## Passage shown
It's also true that laying the exact socioeconomic parallels from our world onto, say, Liliana and Orym (who reads to me as non-regional but I, like Liam, am from the Northeast originally) is a recipe for disaster. Or rather, it's not, but it is going to reaffirm your own biases, some of which are dangerous to reaffirm.
There was a popular post on Tumblr a while back, probably not long after Trump was elected, of someone talking about how they were convincing a relative with the confederate flag towards socialism by appealing to the idea of "isn't in unfair how uneven wealth distribution is and how a small group has so much control" and a number of people were rightfully like "uh, maybe you should focus on the racism" or "hey OP ask your relative who they think that small group in control is because I'm getting a really bad feeling they're going to say it's The Jews." And I feel that a lot of the empathy for Liliana from those spaces feels like that OP. Or in other words: I get that you see your relatives in Liliana. Unfortunately, I cannot help but see me and mine in Orym.
You see someone trapped by circumstance and desperation in a dangerous ideology. I see the fact that I haven't gone to a synagogue in easily 6-7 years without there being a security guard present and usually, the doors locked with someone looking through the window to let you in, and then in the sanctuary there's been an installation so that you can quickly bar all the doors in case an alarm goes off or you hear shots in the lobby.
I think there's a great case for seeing yourself in Imogen, who is in a painful struggle with the fact that her mother does love her very much but is in dangerously deep and has done a number of incredibly terrible and harmful things. That latter point is important, incidentally; I get that cult members sometimes rise through the ranks but all but the leader are being manipulated. But the fact remains that a brainwashed person can still commit atrocities, and in this story, they have, many times over. It's especially true because like...sure, plenty of people are like "I lost my relative to a cult and I just want them back and I couldn't harm them," but also, as we've seen, this cult can and will harm Imogen! Plenty of people are also like "yeah I gotta cut them off, it hurts but unfortunately my horribly bigoted and violent relative, while a victim of brainwashing, is a threat to me too." It's not even the full picture of the Temult side of things, let alone the picture that includes the Vanguard's victims.
I also think the Southern gatekeeping is unhinged because it's like. guys there's QAnon members and other cults across the country; the Confederate flag example above was actually notable in that OP wasn't even Southern so you couldn't even write the flag off as deeply misguided heritage but rather was explicitly being used as a hate symbol. It's awfully presumptive to assume all southerners have the same experience (especially since the Temults are portrayed, physically and in accents, as white southerners, not that the experiences of white southerners aren't also incredibly varied). It's awfully presumptive to assume that people find Liliana threatening because they have no personal experience with people like her; often, it's because they have all too real experience with people like her, and it says something even worse about you if you can say "but you guys, I see me and my family in Liliana" when people are telling you that they see them and their families in Orym. I would not, personally, publicly admit that one's empathy extends to the people who remind you of your family but runs out before it reaches their victims. Nor would I publicly admit that I assume everyone who disagrees with me clearly has never had personal experience with this topic.

## Data shown
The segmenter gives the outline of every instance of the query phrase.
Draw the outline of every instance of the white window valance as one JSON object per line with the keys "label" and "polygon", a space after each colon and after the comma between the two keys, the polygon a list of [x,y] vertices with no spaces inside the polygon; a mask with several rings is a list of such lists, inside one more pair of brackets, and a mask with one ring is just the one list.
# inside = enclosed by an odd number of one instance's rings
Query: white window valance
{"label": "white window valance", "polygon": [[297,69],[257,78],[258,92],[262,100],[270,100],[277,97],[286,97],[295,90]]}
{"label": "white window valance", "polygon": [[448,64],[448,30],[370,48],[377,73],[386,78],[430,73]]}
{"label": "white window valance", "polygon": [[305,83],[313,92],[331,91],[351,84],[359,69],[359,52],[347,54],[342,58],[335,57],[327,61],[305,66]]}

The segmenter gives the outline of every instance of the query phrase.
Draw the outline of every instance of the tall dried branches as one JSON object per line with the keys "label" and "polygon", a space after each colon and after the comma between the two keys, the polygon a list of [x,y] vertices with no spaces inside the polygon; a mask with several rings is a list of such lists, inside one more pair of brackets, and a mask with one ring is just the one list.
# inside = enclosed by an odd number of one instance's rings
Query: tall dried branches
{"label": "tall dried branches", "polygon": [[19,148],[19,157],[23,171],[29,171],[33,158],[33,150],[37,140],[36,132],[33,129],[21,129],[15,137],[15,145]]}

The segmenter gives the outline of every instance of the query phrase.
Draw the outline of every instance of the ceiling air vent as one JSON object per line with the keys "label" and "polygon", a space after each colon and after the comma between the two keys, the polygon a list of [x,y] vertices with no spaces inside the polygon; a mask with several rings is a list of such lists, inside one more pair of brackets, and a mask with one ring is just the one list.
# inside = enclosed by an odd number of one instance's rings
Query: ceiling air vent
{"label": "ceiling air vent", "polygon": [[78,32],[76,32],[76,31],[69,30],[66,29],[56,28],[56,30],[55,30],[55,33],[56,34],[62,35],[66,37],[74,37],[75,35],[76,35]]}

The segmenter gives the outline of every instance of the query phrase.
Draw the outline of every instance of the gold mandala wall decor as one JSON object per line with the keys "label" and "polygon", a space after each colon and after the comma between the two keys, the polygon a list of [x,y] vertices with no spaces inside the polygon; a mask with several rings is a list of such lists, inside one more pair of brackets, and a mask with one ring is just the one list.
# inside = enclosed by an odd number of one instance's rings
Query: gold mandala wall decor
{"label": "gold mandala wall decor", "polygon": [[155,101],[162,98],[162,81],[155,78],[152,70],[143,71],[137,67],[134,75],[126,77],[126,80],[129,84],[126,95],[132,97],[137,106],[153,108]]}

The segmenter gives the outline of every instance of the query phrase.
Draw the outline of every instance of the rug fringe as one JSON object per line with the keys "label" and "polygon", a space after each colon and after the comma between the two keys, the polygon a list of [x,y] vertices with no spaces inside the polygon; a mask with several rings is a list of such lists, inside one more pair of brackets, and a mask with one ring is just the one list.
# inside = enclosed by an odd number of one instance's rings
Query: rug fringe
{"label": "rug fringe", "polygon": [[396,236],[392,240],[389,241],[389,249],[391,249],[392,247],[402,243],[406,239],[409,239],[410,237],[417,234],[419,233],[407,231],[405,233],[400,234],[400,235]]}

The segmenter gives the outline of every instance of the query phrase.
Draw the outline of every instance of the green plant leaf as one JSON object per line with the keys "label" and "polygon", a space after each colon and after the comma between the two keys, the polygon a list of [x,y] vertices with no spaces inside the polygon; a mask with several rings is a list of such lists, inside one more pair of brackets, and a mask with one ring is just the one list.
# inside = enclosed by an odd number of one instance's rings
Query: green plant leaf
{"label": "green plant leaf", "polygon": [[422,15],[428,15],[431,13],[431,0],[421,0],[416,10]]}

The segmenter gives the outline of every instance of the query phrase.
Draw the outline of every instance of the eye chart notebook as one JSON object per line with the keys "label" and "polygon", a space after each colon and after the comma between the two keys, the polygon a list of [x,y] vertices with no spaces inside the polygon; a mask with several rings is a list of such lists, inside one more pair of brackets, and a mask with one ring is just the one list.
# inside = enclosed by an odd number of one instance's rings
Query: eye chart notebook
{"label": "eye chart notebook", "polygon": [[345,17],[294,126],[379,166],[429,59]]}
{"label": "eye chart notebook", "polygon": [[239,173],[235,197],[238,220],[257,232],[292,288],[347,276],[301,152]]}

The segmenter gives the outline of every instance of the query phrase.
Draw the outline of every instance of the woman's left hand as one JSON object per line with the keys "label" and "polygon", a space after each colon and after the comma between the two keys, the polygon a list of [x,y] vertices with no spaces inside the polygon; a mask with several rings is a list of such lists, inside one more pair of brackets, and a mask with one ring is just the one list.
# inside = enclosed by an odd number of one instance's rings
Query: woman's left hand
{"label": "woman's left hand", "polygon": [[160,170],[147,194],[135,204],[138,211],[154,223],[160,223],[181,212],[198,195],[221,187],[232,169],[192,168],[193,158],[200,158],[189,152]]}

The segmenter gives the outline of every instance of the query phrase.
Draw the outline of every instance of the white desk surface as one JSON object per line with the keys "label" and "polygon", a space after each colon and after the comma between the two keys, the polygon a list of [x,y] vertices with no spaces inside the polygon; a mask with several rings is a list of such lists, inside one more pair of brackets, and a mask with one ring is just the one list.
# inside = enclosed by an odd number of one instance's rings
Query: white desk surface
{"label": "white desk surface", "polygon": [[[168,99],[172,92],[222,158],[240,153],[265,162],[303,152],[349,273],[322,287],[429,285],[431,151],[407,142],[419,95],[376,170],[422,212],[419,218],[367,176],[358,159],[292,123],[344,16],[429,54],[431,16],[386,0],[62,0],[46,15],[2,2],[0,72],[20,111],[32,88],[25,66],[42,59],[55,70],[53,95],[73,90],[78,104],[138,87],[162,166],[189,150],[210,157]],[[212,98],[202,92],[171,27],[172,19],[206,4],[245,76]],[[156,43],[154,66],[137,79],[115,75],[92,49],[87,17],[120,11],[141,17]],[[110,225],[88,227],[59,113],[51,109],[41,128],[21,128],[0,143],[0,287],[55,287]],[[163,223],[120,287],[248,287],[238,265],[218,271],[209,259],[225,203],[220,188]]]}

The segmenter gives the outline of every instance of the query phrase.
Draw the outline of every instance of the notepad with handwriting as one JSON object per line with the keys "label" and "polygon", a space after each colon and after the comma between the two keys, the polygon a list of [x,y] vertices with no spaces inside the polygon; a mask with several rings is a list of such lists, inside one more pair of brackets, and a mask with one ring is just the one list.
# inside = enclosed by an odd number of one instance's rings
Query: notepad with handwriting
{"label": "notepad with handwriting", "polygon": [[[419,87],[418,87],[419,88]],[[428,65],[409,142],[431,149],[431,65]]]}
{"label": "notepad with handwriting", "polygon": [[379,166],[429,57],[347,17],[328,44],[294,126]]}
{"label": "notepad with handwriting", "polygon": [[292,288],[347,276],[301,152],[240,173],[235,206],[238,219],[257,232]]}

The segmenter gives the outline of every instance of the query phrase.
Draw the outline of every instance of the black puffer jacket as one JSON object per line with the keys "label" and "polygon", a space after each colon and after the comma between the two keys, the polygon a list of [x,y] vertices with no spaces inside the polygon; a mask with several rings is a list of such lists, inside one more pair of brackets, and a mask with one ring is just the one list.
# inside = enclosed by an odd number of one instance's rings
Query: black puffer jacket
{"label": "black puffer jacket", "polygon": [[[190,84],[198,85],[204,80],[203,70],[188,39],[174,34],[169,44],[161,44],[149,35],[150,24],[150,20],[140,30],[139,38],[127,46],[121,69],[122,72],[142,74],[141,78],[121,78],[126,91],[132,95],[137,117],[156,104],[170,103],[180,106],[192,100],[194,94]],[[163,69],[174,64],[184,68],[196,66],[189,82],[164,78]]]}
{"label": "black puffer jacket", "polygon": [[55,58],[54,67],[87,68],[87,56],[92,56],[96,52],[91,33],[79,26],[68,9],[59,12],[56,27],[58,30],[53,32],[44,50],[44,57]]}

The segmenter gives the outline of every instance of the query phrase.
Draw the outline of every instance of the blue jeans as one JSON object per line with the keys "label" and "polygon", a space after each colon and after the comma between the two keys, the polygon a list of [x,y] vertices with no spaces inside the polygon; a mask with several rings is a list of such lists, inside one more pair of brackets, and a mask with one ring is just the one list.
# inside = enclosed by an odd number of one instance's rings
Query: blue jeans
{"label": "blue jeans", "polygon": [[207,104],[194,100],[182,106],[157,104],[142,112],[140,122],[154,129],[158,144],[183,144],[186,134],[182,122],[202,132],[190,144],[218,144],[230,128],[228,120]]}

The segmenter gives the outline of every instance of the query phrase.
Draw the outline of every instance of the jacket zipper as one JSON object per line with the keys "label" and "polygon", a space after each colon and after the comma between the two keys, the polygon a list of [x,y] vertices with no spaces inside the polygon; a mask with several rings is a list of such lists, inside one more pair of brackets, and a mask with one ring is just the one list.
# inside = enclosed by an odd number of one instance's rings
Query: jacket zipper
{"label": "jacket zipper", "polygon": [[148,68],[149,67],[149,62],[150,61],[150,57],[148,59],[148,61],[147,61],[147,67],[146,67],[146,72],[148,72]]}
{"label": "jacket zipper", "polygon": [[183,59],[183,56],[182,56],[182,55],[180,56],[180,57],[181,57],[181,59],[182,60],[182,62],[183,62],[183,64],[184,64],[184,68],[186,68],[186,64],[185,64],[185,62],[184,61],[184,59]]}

## Task directions
In the commentary on Liliana and Orym, for how many years does the writer say there has been a security guard present every time they went to a synagogue?

## Correct answer
Easily 6-7 years.